__CONSEGNA 1__
Secondo la fonte, quanti anni aveva Donatella?
__CONSEGNA 2__
Restituisci tutte le righe dell'elenco come tabella Markdown con le colonne «Numero» e «Testo», omettendo le righe vuote.

__FONTE__
******
Impastando diritto, rispetto delle istituzioni e un profondo senso di umanità Vincenzo Semeraro ha restituito dignità ad una funzione importantissima, circondata purtroppo da diffidenza, paura e sfiducia, spesso strumentalizzata politicamente, puntando il dito innanzitutto su se stesso, incolpandosi con coraggio e umiltà di un fallimento che prima che personale è dell’intero sistema per il fatto di non garantire il rispetto dell’art. 27 della Costituzione della Repubblica: “Le pene non possono consistere in trattamenti contrari al senso di umanità e devono tendere alla rieducazione del condannato”. Un principio proclamato solennemente ma di fatto impossibile da rispettare, nonostante l’impegno di tanti magistrati e operatori carcerari, in un sistema in cui le strutture detentive non solo non sono a misura di persona, ma rappresentano spesso un incubatore di criminalità. È urgente una riforma culturalmente in linea con la Costituzione per trasformarle in un circuito di ri-educazione e realizzazione di se stessi, una sorta di compendio umano finalizzato a riequilibrare e incoraggiare il reo alla scelta ed alla costruzione non di una vita nuova, ma finalmente consapevole di sé e della misura delle proprie paure e ambizioni. Il carcere deve ritrovare o, meglio, trovare per la prima volta, la sua priorità istituzionale attraverso progetti portati avanti da personale sanitario, educativo, pedagogico, psicologico e sociale qualificato, puntare alla formazione professionale e lavorativa e alla creazione delle condizioni per la ricostruzione di una sana relazionalità. I malati psichiatrici, i tossicodipendenti, le persone affette da malattie degenerative e invalidanti vanno gestite in centri specializzati e vanno applicate pene alternative. I casi in cui i detenuti peggiorano la propria condizione, la dignità dei malati viene calpestata sono troppi e il numero dei suicidi in carcere ha dimensioni spaventose.
 
Donatella aveva un problema di tossicodipendenza, condizione che è giusto definire non reato ma sintomo di una sofferenza, un grido di dolore e inadeguatezza, non da sanzionare ma da curare con il sostegno psicologico, pedagogico, riabilitativo e psicoanalitico. Se a ventisette anni solo con la droga Donatella riusciva a sopportare il male di vivere e a fuggire dalla mancanza di fiducia nel futuro, una volta in carcere, circondata da una solitudine più grande e amara, non ha scorto per sé altra via di uscita che il suicidio.
 
Le persone che impattano nell’uso delle sostanze hanno bisogno di cura, aiuto e sostegno in un percorso di cambiamento. La dipendenza da sostanze riguarda corpo e psiche in un equilibrio sofisticatissimo e l’uso degli strumenti farmacologici e psicologici deve essere finalizzato a migliorare la qualità della vita e accompagnare il processo di cambiamento in coerenza con la disponibilità e la libertà della persona.
******
__I DATI__
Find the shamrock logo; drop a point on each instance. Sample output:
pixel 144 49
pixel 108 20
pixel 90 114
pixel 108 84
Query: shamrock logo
******
__RISULTATO FINALE 1__
Ventisette anni.

__RISULTATO FINALE 2__
| Numero | Testo |
|---|---|
| 1 | Find the shamrock logo; drop a point on each instance. Sample output: |
| 2 | pixel 144 49 |
| 3 | pixel 108 20 |
| 4 | pixel 90 114 |
| 5 | pixel 108 84 |
| 6 | Query: shamrock logo |